**Texto para leer**
==*==

En el quehacer rutinario de los estudiosos de la naturaleza destaca una actividad clave: la clasificación de entidades como rocas, plantas, cristales, cortejos sexuales, tejidos orgánicos, suelos... Clasificar una colección de objetos es separarlos en grupos distintos, o taxones, cuyos integrantes tienen algo en común. Pero al hacerlo hay que tener especial cuidado en:

  • Delimitar claramente cuál es el conjunto que vamos a clasificar.

  • Que todos los taxones contengan, al menos, un miembro del conjunto.

  • Que ningún miembro del conjunto quede “fuera” de la clasificación; es decir, que todos estén incluidos en algún taxón, y solo en uno.

Puesto que la naturaleza presenta tan gran variedad de formas, al clasificarlas podemos hablar ordenadamente sobre ellas, estudiarlas mejor, proponer hipótesis sobre su origen o constitución con más facilidad. Incluso nos atreveríamos a decir que toda teoría se fundamenta en una clasificación.

Podría parecer que la afirmación anterior insinúa que los científicos han de dedicarse, antes que nada, a observar minuciosamente la naturaleza y a organizar los datos en clasificaciones que reflejen el orden “real” de las cosas; luego vendrá la hora de teorizar y de articular esos descubrimientos en una nueva interpretación del mundo. Todo investigador trabaja con una teoría previa, inevitablemente influidas por el contexto social y cultural de sus autores, que sugiera qué observar, qué datos interesan reunir y clasificar e incluso cómo diseñar experimentos.

==*==

**Datos proporcionados**
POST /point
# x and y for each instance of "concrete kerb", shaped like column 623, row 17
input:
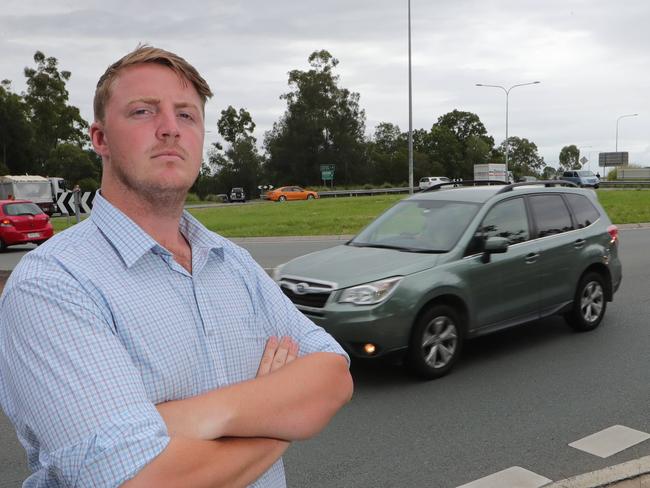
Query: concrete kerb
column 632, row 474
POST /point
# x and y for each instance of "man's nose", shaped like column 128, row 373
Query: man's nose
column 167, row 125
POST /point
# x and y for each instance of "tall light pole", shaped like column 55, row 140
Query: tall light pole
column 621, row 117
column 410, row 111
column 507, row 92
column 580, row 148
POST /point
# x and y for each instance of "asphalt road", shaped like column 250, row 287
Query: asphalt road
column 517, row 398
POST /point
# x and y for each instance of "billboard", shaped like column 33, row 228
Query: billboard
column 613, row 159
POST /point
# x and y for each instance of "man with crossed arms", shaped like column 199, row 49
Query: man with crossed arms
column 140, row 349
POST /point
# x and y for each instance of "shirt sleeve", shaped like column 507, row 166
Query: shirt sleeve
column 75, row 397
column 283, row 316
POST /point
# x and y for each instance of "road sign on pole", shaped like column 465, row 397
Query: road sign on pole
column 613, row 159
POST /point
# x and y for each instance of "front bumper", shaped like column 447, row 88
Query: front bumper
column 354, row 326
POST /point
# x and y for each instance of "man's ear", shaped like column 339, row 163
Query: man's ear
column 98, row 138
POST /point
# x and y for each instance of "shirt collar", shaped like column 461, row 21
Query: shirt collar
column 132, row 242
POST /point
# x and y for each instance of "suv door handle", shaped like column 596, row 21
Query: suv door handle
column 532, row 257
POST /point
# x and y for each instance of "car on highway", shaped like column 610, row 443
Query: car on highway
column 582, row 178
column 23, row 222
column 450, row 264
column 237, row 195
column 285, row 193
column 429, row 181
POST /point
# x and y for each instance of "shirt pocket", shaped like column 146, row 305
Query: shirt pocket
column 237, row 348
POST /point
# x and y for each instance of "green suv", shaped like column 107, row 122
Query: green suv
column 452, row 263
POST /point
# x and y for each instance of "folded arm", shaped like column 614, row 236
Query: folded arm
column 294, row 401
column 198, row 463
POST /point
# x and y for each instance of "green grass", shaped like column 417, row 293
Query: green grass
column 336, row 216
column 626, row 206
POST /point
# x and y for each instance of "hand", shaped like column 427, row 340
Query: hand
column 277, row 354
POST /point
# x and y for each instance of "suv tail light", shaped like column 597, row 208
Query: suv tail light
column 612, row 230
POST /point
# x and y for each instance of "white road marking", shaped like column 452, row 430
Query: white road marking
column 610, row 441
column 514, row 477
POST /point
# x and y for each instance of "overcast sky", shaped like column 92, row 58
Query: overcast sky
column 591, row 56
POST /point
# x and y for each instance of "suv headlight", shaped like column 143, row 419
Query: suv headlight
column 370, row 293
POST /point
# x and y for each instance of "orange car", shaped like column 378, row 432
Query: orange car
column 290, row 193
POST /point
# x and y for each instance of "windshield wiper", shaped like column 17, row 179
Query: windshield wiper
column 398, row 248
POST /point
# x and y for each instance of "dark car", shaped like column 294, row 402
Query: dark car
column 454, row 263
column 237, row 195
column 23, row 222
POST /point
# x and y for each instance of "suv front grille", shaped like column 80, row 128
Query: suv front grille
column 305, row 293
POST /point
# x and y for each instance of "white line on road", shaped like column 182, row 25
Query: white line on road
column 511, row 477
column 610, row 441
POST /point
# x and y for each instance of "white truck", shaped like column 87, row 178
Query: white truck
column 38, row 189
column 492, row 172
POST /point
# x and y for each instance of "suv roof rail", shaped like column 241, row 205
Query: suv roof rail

==*==

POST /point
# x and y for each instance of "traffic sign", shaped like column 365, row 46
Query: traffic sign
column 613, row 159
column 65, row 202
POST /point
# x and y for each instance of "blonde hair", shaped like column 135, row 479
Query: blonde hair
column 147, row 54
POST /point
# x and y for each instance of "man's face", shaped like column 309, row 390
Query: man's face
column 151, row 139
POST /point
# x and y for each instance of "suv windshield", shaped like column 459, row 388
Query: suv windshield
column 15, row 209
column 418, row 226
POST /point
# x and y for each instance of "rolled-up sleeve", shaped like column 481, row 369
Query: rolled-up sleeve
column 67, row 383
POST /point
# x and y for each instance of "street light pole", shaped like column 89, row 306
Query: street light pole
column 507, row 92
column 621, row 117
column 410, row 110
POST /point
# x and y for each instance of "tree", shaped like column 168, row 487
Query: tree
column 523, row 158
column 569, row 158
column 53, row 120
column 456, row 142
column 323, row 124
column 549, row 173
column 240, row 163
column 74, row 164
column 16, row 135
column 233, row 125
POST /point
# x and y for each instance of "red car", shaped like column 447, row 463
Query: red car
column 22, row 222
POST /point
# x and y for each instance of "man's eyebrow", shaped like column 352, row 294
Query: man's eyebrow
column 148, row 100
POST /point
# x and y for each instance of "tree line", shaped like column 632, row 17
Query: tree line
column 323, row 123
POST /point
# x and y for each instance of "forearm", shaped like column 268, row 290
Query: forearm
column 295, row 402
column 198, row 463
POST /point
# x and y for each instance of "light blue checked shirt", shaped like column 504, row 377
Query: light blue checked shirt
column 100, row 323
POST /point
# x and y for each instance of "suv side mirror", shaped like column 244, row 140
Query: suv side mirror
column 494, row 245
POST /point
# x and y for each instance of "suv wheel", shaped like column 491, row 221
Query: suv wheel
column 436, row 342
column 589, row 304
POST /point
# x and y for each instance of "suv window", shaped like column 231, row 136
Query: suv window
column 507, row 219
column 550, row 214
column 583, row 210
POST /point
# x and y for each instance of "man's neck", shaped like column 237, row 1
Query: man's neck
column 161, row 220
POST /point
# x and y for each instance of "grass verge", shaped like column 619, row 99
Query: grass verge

==*==

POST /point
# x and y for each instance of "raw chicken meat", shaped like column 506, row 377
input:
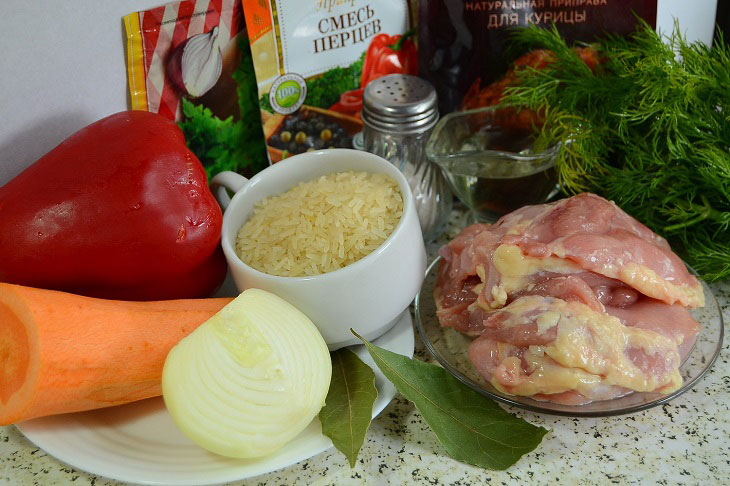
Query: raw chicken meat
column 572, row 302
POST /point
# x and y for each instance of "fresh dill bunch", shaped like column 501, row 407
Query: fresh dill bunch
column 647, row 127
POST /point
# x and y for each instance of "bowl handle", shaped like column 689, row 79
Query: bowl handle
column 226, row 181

==*==

**Tareas propuestas**
A: Responde estas preguntas sobre el texto acerca de la clasificación:
(i) ¿Cómo se llaman los grupos distintos en que se separa una colección de objetos al clasificarla?
(ii) ¿Cuántos miembros del conjunto debe contener, como mínimo, cada taxón?
(iii) ¿En qué se fundamenta toda teoría, según el texto?
B: Copia sin cambios el fragmento del texto sobre la clasificación que comienza con las palabras "En el quehacer" y termina con "miembro del conjunto.".

**Soluciones por tarea**
A:
(i) Esos grupos se llaman taxones.
(ii) Cada taxón debe contener, al menos, un miembro del conjunto.
(iii) Toda teoría se fundamenta en una clasificación.

B:
En el quehacer rutinario de los estudiosos de la naturaleza destaca una actividad clave: la clasificación de entidades como rocas, plantas, cristales, cortejos sexuales, tejidos orgánicos, suelos... Clasificar una colección de objetos es separarlos en grupos distintos, o taxones, cuyos integrantes tienen algo en común. Pero al hacerlo hay que tener especial cuidado en:

  • Delimitar claramente cuál es el conjunto que vamos a clasificar.

  • Que todos los taxones contengan, al menos, un miembro del conjunto.